-- EXTRACTED RECORDS --
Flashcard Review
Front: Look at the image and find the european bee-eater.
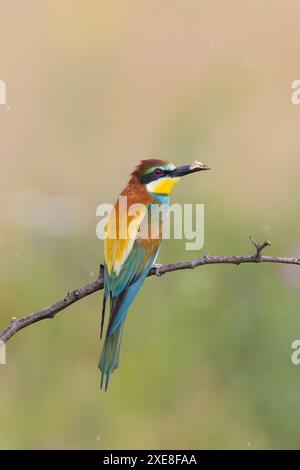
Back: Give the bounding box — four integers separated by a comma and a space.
99, 159, 209, 390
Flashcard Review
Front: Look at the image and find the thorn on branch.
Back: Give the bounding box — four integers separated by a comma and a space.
152, 264, 164, 277
249, 235, 272, 261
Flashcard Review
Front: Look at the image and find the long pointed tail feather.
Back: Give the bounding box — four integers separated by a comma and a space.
98, 319, 125, 391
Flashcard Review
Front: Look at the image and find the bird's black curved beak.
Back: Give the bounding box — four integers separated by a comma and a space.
171, 161, 210, 178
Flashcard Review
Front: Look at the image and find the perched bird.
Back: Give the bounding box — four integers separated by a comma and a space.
99, 159, 209, 390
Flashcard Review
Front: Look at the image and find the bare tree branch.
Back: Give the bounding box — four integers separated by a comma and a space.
0, 236, 300, 343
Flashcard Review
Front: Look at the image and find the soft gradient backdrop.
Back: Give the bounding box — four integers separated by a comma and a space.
0, 0, 300, 449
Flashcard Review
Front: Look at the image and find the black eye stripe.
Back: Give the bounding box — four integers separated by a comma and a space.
140, 168, 170, 184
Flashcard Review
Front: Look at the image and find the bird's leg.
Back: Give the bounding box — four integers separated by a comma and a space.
152, 264, 163, 277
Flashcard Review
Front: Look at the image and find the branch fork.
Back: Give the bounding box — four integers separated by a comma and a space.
0, 235, 300, 343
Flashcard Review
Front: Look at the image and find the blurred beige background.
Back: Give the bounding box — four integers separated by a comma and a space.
0, 0, 300, 449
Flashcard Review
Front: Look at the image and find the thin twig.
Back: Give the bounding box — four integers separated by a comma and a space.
0, 236, 300, 343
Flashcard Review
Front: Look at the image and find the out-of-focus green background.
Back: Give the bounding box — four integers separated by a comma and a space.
0, 0, 300, 449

-- BRIEF --
Reproduce the items word for word from their start through the line holding "171, 161, 210, 178", inclusive, and leave the pictures out of your copy.

-- COMPLETE ANSWER --
Flashcard Review
Front: Look at the image and find the european bee-eater.
Back: Give the bounding box — four integers separated by a comma and a space.
99, 159, 209, 390
Flashcard Review
Front: Look at the image and find the thorn on branch.
Back: Give the bounding box — four integers separated by a comma and a space.
152, 264, 164, 277
249, 235, 272, 261
Flashcard Review
Front: Look at the image and find the long pointed tail feather.
Back: Give the bounding box — four integers separated by a comma and a space.
98, 319, 125, 391
Flashcard Review
Front: Look at the image and find the bird's black curved beak.
Back: Give the bounding box — four integers separated by a comma and a space.
171, 161, 210, 178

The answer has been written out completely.